[Passage for review Boundary: Start]

So much of the burgeoning Bush literature, both nonfiction and fiction, is built on the premise that the Bush-Cheney autarchy is a disastrous failure that can be diagnosed as a hulking case of hubris coupled with a righteous dose of blowback. (Earlier this year saw the publication of a book co-written by Michael Isikoff and David Corn titled Hubris, unveiling “the Inside Story of Spin, Scandal, and the Selling of the Iraq War.”) It’s assumed that the plastic fantastic alternative universe fashioned by the Bushies and the neocons—remember the famous boast to Ron Suskind from the unnamed Bush aide in The New York Times Magazine, “We’re an empire now, and when we act, we create our own reality”?—has ignominiously popped upon contact with brute reality, sending a former demigod such as Donald Rumsfeld crashing into the cornfield and ejecting Condoleezza Rice into an endless orbit of mortified futility. But perhaps we’re the ones living in Bizarro World, not the Bushies. Maybe from their vantage point inside the mother ship nearly everything’s worked out as intended, if not exactly as planned, and those in the highest circles have no more reason to examine their consciences or re-trace their steps than the perpetrators of a successful heist. For years, a few voices on the radical edges of the blogosphere have contended that sowing chaos in the Middle East, privatizing war to enrich their corporate sponsors, and letting things slide to hell at home were what the lords of misrule wanted—that the bungling and incompetence of the war and Katrina weren’t bugs, but features. After all, the post-Katrina diaspora has redounded to the benefit of the Republicans with the election of Bobby Jindal to the Louisiana governorship, his victory made possible in part by the dispersement of black voters displaced by the floods.

[Passage for review Boundary: End]

To do:
[a] In the passage on the Bush literature, who co-wrote the book titled Hubris?
[b] Write a continuation of the passage on the Bush literature, picking up after its final sentence.

[Entries provided Boundary: Start]

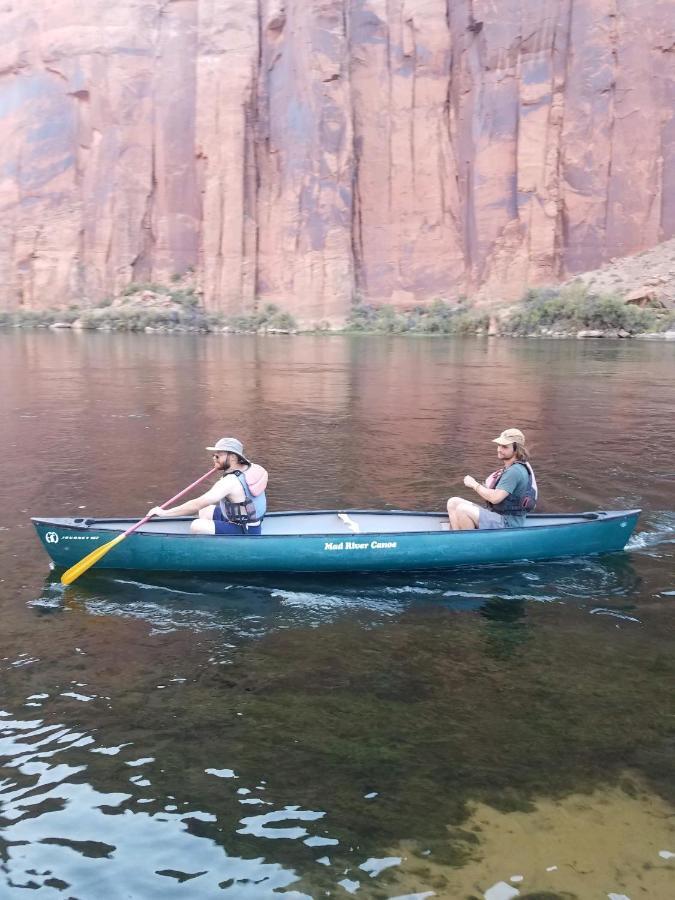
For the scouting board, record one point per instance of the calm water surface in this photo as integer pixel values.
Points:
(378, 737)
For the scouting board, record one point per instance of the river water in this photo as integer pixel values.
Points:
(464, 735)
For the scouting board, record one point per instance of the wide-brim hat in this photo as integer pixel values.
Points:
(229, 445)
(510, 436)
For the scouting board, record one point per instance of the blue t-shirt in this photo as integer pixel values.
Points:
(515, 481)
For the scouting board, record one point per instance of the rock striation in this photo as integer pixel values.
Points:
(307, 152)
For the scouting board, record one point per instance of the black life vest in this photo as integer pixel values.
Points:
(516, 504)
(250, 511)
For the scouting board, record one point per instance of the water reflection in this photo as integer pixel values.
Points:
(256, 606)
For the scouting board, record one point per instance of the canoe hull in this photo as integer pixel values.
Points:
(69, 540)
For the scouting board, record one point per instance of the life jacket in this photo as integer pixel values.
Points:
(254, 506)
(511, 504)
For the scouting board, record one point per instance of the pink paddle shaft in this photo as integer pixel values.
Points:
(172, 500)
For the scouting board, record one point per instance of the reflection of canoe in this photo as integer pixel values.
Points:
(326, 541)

[Entries provided Boundary: End]

Answers to this exercise:
[a] Michael Isikoff and David Corn

[b]
As for Iraq, Jim Holt makes the persuasive counter-intuitive argument for this thesis in a piece for the London Review of Books called “It’s the Oil, Stupid,” which begins, “Iraq is ‘unwinnable,’ a ‘quagmire,’ a ‘fiasco’: so goes the received opinion. But there is good reason to think that, from the Bush-Cheney perspective, it is none of these things. Indeed, the US may be ‘stuck’ precisely where Bush et al want it to be, which is why there is no ‘exit strategy.’ ” Spreading democracy in the region was never the goal, a quick in-and-out never in the cards, despite Michael Gerson’s misty-eyed testimony to the contrary. The goal was to take control of Iraq’s oil resources and stand guard over its infrastructure, which is why military bases with world-capital-size airport runways and suburban comforts (miniature-golf courses, fast-food restaurants, sports fields) are under boomtown construction in Iraq. Holt writes, “The draft law that the US has written for the Iraqi congress would cede nearly all the oil to Western companies. The Iraq National Oil Company would retain control of 17 of Iraq’s 80 existing oilfields, leaving the rest—including all yet to be discovered oil—under foreign corporate control for 30 years.” All in all, a pretty sweet deal for the U.S. and trans-national corporations, paid for in part thus far by the sacrifice of nearly 4,000 American troops and countless thousands of Iraqis, a necessary cost of doing business if you don’t mind having others get their hands bloody. Holt:
The occupation may seem horribly botched on the face of it, but the Bush administration’s cavalier attitude towards ‘nation-building’ has all but ensured that Iraq will end up as an American protectorate for the next few decades—a necessary condition for the extraction of its oil wealth. If the US had managed to create a strong, democratic government in an Iraq effectively secured by its own army and police force, and had then departed, what would have stopped that government from taking control of its own oil, like every other regime in the Middle East? On the assumption that the Bush-Cheney strategy is oil-centred, the tactics—dissolving the army, de-Baathification, a final ‘surge’ that has hastened internal migration—could scarcely have been more effective. The costs—a few billion dollars a month plus a few dozen American fatalities (a figure which will probably diminish, and which is in any case comparable to the number of US motorcyclists killed because of repealed helmet laws)—are negligible compared to $30 trillion in oil wealth, assured American geopolitical supremacy and cheap gas for voters. In terms of realpolitik, the invasion of Iraq is not a fiasco; it is a resounding success.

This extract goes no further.